> Lesetext
· · · ·
Es ist und bleibt die übliche Gretchenfrage: Muss man für eine vernünftige E-Gitarre ganz tief in die Tasche greifen oder können preisgünstigere E-Gitarren aus Fernost mit denselben Qualitäten punkten? Umso interessanter ist die Überlegung, wenn dir bewusst wird, dass die weltweit größten Gitarrenhersteller aus Korea, Japan und China kommen. Und die produzieren auf für andere Marken.
Check it: E-Gitarren aus Fernost zu leistbaren Preisen
- Heutzutage ist es günstiger ein guter Musiker zu werden
- Markenname wird bei den Klassikern mitbezahlt
- Ein wenig Gitarrenbau- und Markengeschichte
- E-Gitarren aus Japan
- E-Gitarren aus Korea
- E-Gitarren aus China
E-Gitarren aus Fernost machen’s möglich
Wer heutzutage als Einsteiger zur elektrischen Gitarre greifen möchte, profitiert von preisgünstigen und zugleich vergleichsweise hochqualitativen Modellen, die vor Jahrzehnten so schlichtweg nicht denkbar waren. Das könnte man einfach als gegebene Selbstverständlichkeit hinnehmen. Gerade die jüngeren Generationen haben die kostspieligeren Zeiten des Instrumentenbaus nun mal nicht erlebt.
Allerdings könnte man auch durchaus mal ein wenig genauer hinter die Kulissen schauen. Immerhin steht unter dem Strich, dass es heutzutage weitaus einfacher ist, zum ambitionierten Saitenartisten zu werden. Preisgünstige E-Gitarren aus Fernost sind lediglich einer der Gründe dafür.
· · · ·
> Datensätze
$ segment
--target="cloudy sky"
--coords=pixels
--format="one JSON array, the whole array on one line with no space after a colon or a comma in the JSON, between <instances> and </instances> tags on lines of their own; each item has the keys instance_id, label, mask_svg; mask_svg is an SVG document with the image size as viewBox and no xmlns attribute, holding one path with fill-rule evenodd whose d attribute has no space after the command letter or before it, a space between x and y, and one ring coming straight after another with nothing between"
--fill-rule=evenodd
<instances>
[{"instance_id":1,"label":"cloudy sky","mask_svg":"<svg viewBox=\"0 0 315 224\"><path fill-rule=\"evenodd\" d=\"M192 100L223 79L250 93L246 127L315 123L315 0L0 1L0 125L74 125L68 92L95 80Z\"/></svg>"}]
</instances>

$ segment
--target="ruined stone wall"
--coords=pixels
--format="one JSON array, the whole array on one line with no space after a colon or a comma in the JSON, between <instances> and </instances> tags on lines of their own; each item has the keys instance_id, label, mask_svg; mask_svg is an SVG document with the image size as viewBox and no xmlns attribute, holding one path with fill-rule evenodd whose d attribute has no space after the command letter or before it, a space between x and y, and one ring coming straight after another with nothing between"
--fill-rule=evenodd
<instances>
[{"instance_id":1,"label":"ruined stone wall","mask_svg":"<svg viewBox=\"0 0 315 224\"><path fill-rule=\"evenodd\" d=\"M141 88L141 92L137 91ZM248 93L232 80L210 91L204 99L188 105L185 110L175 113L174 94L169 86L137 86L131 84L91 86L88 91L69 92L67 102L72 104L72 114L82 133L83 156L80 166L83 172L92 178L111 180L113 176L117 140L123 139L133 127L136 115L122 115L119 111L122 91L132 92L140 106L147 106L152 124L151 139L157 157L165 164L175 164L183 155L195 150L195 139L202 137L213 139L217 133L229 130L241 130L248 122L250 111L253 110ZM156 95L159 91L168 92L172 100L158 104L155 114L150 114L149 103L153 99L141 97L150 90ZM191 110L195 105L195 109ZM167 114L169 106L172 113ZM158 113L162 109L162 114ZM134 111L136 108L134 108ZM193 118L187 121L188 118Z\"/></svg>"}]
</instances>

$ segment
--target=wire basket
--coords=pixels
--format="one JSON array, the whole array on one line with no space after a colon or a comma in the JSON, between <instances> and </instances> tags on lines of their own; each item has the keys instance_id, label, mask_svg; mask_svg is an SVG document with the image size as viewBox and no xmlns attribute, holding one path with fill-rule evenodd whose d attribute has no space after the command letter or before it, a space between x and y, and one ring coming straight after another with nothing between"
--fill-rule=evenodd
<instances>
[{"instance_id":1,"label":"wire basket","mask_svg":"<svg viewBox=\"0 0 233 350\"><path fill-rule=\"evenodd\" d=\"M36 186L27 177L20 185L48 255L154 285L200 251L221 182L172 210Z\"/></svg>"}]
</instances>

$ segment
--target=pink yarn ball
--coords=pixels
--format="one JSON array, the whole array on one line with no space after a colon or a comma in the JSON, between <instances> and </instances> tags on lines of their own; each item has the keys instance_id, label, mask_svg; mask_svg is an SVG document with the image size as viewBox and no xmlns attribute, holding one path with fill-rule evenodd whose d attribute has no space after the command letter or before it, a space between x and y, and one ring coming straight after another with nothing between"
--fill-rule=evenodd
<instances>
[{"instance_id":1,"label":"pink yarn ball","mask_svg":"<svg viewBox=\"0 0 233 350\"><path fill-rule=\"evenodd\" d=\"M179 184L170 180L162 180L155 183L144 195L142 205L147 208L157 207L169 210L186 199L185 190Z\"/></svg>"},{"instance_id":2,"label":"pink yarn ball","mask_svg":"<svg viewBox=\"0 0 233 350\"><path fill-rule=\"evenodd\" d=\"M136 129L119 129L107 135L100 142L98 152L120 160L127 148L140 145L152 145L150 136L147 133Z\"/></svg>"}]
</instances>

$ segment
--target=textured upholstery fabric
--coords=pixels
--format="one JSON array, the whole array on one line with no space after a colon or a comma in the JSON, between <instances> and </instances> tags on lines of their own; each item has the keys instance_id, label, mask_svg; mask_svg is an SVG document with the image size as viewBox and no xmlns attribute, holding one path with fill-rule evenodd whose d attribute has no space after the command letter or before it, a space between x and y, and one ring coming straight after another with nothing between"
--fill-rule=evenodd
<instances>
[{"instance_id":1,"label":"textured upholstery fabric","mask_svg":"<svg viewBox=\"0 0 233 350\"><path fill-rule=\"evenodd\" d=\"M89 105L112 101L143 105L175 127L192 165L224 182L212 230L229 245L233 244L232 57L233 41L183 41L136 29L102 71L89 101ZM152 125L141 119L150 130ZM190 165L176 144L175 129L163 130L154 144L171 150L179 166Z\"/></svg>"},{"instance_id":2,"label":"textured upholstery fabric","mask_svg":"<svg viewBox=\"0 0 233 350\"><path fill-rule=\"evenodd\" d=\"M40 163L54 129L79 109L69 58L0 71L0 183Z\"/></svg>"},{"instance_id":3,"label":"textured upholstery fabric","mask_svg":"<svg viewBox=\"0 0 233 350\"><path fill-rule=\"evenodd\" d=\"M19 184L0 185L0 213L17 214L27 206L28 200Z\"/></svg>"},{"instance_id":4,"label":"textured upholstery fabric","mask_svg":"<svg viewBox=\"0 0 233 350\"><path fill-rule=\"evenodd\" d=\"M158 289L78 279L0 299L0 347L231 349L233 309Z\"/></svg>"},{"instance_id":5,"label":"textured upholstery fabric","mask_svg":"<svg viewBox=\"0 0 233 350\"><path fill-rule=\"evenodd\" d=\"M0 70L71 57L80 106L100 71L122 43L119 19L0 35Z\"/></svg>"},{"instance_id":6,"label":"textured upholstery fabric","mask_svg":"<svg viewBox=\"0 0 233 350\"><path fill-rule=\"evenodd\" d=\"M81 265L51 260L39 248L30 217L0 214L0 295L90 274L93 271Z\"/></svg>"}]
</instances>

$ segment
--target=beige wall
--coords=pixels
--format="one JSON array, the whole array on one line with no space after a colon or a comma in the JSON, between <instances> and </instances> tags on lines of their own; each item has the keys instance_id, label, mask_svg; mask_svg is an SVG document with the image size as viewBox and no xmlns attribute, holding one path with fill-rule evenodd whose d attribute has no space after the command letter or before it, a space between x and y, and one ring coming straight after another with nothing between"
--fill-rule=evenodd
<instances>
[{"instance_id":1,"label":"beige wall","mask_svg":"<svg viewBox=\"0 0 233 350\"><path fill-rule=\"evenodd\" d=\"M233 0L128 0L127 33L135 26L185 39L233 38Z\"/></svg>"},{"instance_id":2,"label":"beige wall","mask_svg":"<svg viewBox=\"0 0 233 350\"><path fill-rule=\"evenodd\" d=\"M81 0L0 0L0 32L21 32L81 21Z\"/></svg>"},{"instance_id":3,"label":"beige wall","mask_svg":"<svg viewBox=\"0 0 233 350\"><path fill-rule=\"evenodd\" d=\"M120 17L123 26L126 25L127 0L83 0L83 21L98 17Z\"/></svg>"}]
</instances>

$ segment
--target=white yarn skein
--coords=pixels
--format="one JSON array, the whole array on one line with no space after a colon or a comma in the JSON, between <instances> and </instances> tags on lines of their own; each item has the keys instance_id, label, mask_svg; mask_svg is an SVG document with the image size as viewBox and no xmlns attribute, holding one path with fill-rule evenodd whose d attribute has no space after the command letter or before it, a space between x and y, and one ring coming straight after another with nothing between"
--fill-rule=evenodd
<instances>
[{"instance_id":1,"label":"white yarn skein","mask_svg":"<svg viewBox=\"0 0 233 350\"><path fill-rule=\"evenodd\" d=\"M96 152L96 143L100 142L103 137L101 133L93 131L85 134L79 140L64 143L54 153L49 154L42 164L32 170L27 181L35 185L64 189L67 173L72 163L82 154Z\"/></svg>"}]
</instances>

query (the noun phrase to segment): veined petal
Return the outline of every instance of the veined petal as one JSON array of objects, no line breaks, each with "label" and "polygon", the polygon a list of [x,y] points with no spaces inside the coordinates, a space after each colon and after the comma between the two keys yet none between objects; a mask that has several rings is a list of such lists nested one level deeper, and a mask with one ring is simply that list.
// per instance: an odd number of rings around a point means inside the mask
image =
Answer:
· · · ·
> Aufgaben
A) Beantworte zum Lesetext die folgenden Fragen:
(i) Aus welchen Ländern kommen die weltweit größten Gitarrenhersteller?
(ii) Wer hat die kostspieligeren Zeiten des Instrumentenbaus nicht erlebt?
(iii) Was ist heutzutage weitaus einfacher?
B) Nenne bitte alle Stichpunkte, die im Lesetext unter der Überschrift „Check it: E-Gitarren aus Fernost zu leistbaren Preisen“ aufgeführt sind.
C) Schreib aus dem Lesetext wortgetreu den Abschnitt ab, der mit den Worten beginnt, die „Es ist und bleibt“ enthalten, und mit „für andere Marken.“ endet.

> Antworten
A)
(i) Aus Korea, Japan und China.
(ii) Die jüngeren Generationen.
(iii) Zum ambitionierten Saitenartisten zu werden.

B)
- Heutzutage ist es günstiger ein guter Musiker zu werden
- Markenname wird bei den Klassikern mitbezahlt
- Ein wenig Gitarrenbau- und Markengeschichte
- E-Gitarren aus Japan
- E-Gitarren aus Korea
- E-Gitarren aus China

C)
Es ist und bleibt die übliche Gretchenfrage: Muss man für eine vernünftige E-Gitarre ganz tief in die Tasche greifen oder können preisgünstigere E-Gitarren aus Fernost mit denselben Qualitäten punkten? Umso interessanter ist die Überlegung, wenn dir bewusst wird, dass die weltweit größten Gitarrenhersteller aus Korea, Japan und China kommen. Und die produzieren auf für andere Marken.